◆ CHALLENGE ◆
Copy the data below word for word, leaving out the pictures.

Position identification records

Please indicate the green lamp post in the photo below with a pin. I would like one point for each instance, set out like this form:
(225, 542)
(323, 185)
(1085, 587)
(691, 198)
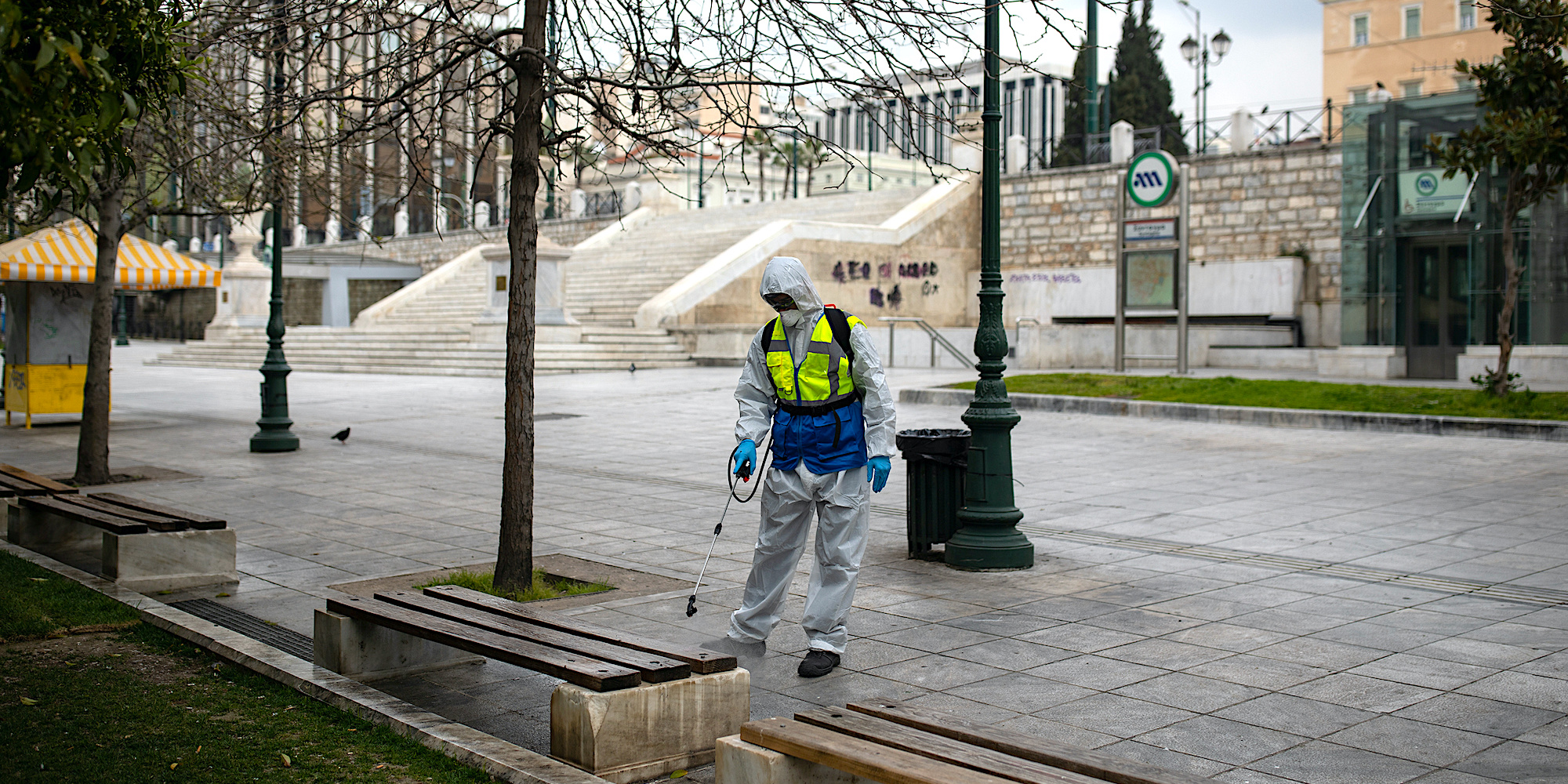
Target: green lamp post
(990, 539)
(274, 434)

◆ CORRECT ANSWER ◆
Please indicate the green lamp post in the photo below with a pin. I would like one point for each instance, set out like this form:
(225, 542)
(323, 185)
(1085, 587)
(691, 198)
Target: green lamp post
(990, 539)
(274, 434)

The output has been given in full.